| Brief |
Copy each line below exactly and leave the pictures out.

| Data section |
## Start

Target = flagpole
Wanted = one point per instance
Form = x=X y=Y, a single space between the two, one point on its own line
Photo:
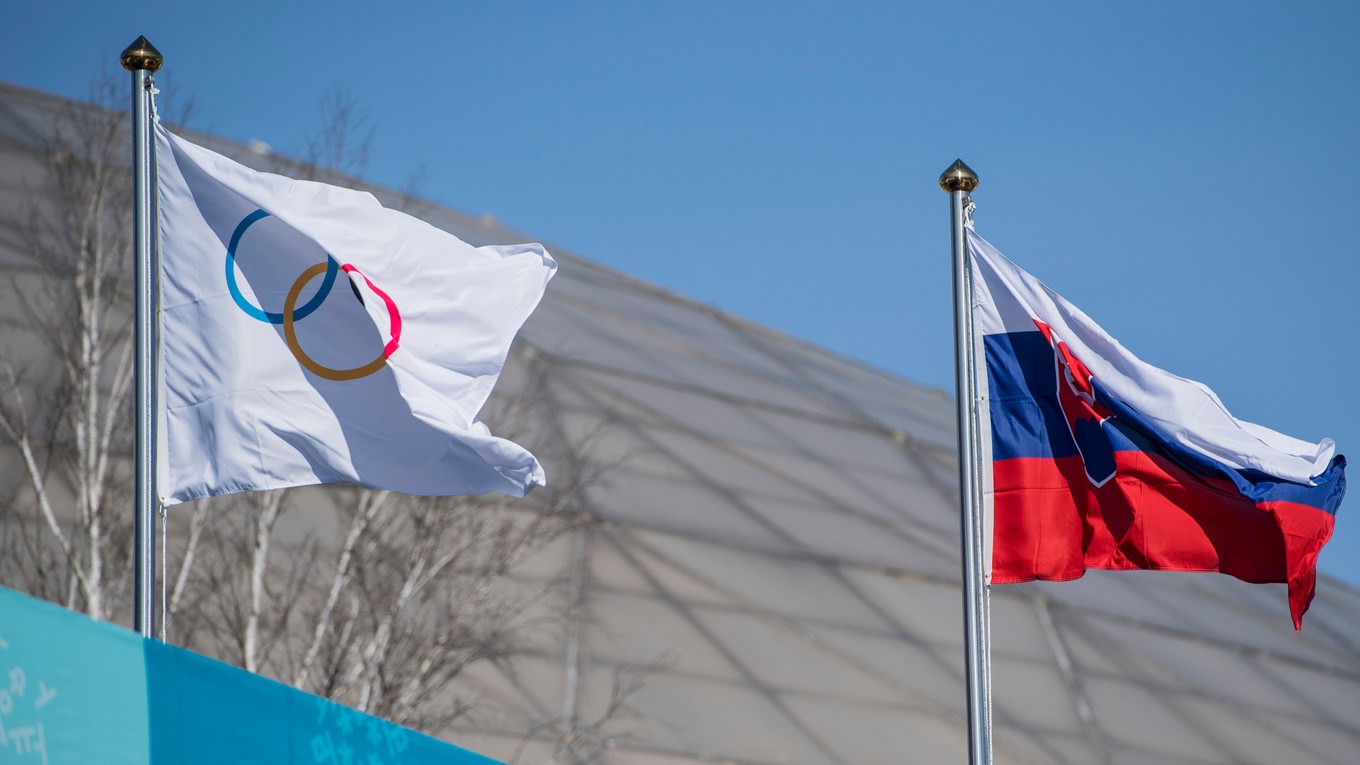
x=959 y=180
x=142 y=59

## End

| Response to this task |
Target = flagpole
Wanted = one point per instance
Form = x=X y=Y, a single space between the two, one point on its own line
Photo:
x=959 y=180
x=142 y=59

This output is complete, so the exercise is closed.